• **Directions**: Extract every line from the records below that contains the word "mark", copying each such line in full.

[start Supplied records]

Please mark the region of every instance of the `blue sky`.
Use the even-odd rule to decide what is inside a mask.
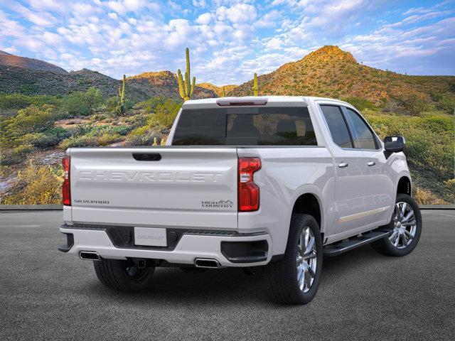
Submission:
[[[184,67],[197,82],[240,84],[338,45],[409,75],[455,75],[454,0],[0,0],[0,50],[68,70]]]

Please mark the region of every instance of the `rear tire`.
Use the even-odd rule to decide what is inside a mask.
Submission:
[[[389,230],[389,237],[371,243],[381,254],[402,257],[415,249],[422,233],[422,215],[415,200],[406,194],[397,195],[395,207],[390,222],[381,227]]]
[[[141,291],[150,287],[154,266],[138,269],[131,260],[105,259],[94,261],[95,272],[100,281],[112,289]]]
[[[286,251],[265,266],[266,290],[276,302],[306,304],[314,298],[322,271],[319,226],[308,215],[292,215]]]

[end Supplied records]
[start Supplied records]

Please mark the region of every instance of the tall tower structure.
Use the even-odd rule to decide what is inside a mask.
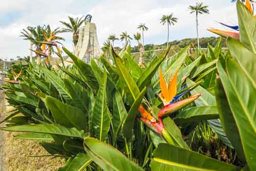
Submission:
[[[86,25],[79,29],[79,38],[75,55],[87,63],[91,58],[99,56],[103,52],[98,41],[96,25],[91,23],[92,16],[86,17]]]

[end Supplied records]
[start Supplied records]

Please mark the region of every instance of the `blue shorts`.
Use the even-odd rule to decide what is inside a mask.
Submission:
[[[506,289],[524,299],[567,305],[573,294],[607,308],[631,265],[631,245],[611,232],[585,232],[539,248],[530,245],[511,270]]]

[end Supplied records]

• **The solution**:
Please mark the region of every instance of the `blue sky`.
Please mark the region of every instance of the `rear tire`.
Please mark the region of every instance of the tall tower structure.
Please mark the region of every instance of the `blue shorts`.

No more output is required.